GIVEN PASSAGE:
- Date: 3–26 June 2016
- Location: West Indies
- Result: Australia won the 2016 West Indies Tri-Series
- Player of the series: Josh Hazlewood (Aus)

Teams
- West Indies: Australia / South Africa

Captains
- Jason Holder: Steve Smith / AB de Villiers

Most runs
- Marlon Samuels (258): Steve Smith (264) / Hashim Amla (241)

Most wickets
- Sunil Narine (12): Josh Hazlewood (11) / Imran Tahir (13)

= 2016 West Indies Tri-Series =

International cricket tournament

The 2016 West Indies Tri-Series was a One Day International (ODI) cricket tournament held in the West Indies in June 2016. It was a tri-nation series between the national representative cricket teams of the West Indies, Australia and South Africa. All the matches were played under lights and it was the first time a series in the Caribbean had all the matches played as day-night games. Australia won the tournament by defeating the West Indies by 58 runs in the final.

Recorded data
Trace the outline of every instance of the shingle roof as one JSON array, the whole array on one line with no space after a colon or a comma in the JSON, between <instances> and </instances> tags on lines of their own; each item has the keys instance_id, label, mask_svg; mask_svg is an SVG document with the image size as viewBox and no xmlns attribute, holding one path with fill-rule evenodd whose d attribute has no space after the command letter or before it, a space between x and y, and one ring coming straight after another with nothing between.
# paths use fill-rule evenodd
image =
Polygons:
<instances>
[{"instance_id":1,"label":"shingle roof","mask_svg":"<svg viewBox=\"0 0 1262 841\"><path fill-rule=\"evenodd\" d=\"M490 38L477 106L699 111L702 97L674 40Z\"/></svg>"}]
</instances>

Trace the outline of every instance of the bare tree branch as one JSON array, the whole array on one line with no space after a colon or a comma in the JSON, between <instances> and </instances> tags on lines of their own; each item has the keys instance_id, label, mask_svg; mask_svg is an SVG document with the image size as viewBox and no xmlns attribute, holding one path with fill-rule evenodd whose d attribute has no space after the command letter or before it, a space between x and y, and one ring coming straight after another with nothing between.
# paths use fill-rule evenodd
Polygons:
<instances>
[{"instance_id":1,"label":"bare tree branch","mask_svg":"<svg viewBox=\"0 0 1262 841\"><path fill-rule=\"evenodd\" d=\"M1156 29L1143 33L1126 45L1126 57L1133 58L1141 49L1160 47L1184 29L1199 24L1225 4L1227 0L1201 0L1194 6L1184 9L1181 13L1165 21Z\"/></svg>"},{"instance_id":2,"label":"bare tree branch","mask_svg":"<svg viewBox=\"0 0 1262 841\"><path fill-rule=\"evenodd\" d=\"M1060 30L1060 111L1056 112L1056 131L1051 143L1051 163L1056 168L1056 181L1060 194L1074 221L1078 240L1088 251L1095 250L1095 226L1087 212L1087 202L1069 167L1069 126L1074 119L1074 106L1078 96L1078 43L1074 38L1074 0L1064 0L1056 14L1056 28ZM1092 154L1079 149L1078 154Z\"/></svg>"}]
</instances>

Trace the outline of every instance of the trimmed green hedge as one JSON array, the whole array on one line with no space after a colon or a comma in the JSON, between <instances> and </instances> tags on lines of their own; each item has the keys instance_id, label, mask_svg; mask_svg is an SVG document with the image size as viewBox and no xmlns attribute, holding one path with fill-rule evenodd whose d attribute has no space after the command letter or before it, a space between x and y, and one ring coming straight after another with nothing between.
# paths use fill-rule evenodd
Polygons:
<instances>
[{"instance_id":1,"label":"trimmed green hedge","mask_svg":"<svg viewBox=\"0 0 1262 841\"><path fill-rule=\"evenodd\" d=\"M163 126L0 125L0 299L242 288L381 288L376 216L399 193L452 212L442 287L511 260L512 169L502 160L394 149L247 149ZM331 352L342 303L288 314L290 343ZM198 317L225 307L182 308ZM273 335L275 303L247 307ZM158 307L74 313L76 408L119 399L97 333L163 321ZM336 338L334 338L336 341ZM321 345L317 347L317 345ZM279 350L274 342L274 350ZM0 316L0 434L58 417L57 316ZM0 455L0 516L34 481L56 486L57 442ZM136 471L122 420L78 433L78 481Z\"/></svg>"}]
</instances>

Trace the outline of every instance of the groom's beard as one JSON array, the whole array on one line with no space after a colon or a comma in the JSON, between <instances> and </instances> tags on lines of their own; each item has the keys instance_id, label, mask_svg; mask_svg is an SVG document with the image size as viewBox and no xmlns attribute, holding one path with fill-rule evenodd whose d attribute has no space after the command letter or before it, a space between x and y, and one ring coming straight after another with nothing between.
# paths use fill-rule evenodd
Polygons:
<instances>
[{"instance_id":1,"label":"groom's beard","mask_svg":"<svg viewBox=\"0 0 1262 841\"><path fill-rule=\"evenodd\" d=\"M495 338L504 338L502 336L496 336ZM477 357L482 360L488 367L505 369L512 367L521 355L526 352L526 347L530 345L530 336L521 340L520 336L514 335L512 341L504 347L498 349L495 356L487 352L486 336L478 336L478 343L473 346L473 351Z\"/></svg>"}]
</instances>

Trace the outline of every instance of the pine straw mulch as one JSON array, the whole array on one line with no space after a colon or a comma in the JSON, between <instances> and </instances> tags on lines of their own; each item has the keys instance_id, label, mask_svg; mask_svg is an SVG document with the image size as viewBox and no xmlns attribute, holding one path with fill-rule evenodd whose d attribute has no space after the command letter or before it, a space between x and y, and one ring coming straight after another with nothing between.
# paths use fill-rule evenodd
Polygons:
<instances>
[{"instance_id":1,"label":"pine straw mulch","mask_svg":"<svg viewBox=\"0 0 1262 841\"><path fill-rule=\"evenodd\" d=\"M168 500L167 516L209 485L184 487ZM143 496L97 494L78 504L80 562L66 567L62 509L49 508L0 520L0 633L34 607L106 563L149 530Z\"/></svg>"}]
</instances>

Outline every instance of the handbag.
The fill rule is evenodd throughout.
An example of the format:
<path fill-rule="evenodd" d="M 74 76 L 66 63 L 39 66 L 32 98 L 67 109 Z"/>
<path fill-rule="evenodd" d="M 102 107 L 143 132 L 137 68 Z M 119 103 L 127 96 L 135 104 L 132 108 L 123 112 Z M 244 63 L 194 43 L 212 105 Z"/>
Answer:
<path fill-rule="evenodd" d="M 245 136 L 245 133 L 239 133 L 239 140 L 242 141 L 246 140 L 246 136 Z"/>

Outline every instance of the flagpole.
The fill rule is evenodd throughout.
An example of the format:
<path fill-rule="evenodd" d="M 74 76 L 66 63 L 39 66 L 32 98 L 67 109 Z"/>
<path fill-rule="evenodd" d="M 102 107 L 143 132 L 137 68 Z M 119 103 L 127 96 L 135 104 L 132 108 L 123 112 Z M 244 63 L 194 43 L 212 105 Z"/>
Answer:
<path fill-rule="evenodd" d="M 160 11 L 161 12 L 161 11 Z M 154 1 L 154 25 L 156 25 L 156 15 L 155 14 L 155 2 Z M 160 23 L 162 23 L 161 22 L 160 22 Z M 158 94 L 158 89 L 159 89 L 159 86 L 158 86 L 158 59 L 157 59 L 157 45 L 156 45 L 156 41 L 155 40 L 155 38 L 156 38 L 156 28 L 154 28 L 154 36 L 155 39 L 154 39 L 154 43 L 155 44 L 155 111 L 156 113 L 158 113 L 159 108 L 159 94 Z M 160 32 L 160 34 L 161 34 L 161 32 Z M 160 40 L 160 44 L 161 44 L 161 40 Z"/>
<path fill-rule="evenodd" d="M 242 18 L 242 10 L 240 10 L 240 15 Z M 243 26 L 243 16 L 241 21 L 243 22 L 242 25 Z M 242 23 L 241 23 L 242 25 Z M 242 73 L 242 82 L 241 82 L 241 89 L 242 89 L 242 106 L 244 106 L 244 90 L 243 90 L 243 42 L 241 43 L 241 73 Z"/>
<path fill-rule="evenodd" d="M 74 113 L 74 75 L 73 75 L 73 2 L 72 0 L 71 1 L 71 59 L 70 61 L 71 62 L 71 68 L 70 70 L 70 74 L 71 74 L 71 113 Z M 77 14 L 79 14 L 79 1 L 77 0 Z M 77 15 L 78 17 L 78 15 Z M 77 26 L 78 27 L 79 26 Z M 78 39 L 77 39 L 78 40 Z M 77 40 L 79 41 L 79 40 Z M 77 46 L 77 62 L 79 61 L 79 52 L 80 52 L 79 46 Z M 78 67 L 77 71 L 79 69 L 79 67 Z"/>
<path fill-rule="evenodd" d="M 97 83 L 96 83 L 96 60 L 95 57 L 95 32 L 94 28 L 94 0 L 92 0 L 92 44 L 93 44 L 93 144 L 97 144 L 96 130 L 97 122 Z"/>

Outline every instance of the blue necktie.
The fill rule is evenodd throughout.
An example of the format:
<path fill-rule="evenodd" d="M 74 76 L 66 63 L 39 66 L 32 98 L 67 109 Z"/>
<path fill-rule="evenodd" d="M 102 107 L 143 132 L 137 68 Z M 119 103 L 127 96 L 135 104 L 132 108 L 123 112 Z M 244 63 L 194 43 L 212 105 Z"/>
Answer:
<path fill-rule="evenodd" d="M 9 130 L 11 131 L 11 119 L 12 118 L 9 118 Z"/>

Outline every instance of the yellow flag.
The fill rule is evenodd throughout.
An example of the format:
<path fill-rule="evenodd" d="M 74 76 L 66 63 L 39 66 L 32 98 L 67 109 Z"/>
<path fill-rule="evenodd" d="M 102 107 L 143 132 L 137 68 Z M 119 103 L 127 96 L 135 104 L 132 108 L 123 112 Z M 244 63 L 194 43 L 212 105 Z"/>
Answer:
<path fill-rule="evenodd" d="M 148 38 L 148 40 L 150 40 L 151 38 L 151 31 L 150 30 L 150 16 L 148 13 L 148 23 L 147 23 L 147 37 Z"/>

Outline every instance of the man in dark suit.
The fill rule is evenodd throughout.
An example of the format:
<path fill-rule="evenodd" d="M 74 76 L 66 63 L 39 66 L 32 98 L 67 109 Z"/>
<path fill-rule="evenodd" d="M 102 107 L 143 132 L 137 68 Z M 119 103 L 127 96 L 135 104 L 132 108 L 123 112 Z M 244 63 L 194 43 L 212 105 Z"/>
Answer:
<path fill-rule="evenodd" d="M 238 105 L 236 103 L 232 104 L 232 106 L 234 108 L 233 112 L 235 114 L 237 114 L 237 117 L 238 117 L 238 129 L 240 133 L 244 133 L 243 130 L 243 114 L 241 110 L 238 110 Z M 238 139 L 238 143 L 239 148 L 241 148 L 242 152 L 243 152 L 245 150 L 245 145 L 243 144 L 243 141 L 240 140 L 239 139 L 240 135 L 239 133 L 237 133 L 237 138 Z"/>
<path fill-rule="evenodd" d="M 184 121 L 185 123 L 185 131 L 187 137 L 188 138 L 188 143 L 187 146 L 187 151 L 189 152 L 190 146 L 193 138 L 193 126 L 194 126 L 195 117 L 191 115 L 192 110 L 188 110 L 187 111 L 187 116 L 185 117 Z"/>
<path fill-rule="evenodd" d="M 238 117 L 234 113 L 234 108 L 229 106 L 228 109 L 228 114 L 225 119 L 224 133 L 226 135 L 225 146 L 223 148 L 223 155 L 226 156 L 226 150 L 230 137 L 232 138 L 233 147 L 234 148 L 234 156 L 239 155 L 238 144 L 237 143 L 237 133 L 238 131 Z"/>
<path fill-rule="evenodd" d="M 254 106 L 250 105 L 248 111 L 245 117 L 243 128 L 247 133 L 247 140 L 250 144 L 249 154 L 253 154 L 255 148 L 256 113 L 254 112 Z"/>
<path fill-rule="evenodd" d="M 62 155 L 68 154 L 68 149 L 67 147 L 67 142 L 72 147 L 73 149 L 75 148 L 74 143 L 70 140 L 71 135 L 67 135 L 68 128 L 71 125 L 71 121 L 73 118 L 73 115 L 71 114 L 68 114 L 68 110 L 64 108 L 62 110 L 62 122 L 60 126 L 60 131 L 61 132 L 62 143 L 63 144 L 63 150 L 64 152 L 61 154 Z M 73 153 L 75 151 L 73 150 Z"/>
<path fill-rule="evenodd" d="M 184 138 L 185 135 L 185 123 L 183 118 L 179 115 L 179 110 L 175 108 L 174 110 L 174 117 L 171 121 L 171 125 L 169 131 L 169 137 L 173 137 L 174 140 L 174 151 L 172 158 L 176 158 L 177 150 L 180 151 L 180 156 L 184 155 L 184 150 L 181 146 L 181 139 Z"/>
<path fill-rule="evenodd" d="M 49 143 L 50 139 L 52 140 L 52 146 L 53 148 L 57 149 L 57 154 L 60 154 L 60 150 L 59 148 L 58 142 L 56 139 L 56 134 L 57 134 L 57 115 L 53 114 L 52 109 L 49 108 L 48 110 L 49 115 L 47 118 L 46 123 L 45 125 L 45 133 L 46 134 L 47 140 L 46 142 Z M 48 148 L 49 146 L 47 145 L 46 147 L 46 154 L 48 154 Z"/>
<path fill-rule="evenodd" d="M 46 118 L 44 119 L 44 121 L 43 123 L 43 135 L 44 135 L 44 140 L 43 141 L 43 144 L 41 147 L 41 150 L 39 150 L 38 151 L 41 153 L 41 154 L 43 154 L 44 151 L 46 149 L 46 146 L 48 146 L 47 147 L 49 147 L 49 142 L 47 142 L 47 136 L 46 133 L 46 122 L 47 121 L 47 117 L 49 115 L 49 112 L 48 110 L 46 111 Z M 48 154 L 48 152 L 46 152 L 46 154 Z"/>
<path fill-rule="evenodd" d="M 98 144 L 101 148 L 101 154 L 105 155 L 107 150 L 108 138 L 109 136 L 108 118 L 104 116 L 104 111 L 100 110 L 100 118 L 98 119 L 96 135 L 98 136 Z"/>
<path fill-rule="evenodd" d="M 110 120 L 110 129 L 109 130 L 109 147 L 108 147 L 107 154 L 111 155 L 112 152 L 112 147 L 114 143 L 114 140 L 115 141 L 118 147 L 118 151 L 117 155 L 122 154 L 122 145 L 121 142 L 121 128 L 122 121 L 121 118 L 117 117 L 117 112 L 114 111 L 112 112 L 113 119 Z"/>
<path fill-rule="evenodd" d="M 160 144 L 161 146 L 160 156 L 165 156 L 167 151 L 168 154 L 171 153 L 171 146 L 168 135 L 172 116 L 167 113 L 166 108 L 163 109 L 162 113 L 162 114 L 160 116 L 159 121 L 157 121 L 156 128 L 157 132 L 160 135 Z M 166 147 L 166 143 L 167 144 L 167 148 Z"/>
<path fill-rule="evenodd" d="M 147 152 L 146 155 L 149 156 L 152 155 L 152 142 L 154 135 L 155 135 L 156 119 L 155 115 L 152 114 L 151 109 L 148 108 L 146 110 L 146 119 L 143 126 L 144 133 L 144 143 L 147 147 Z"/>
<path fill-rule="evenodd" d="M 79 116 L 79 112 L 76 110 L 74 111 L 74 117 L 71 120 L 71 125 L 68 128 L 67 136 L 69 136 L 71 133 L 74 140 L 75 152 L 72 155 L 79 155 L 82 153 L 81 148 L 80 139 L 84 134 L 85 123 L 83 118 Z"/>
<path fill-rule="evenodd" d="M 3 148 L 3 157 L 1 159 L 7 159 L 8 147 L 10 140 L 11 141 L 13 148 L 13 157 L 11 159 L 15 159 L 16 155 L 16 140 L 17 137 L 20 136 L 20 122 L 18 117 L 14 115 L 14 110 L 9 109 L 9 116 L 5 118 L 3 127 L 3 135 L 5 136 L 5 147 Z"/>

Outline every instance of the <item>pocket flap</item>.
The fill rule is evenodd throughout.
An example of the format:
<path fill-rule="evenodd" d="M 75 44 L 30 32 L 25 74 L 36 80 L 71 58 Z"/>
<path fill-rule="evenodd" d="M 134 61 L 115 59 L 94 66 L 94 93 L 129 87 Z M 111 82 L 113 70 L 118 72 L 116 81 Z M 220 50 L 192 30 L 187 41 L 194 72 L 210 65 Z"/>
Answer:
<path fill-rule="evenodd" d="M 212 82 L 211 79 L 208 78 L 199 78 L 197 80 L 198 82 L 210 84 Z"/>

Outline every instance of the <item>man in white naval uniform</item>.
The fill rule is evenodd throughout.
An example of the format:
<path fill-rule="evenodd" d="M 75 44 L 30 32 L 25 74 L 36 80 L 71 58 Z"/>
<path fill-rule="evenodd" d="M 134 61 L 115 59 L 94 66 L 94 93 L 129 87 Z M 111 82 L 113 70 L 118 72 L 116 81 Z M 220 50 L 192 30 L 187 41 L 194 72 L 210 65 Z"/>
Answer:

BRIEF A:
Answer these questions using the tri-series article:
(i) Who was named player of the series?
(ii) By how many runs did Australia beat the West Indies in the final?
(iii) In what type of cricket match was every game of the tournament played?
BRIEF B: In the tri-series article, transcribe the passage from "Most wickets" to "in the final.".
These entries were taken from a separate source.

TASK RESPONSE A:
(i) Josh Hazlewood
(ii) 58 runs
(iii) One Day International (ODI) matches played as day-night games under lights

TASK RESPONSE B:
Most wickets
- Sunil Narine (12): Josh Hazlewood (11) / Imran Tahir (13)

= 2016 West Indies Tri-Series =

International cricket tournament

The 2016 West Indies Tri-Series was a One Day International (ODI) cricket tournament held in the West Indies in June 2016. It was a tri-nation series between the national representative cricket teams of the West Indies, Australia and South Africa. All the matches were played under lights and it was the first time a series in the Caribbean had all the matches played as day-night games. Australia won the tournament by defeating the West Indies by 58 runs in the final.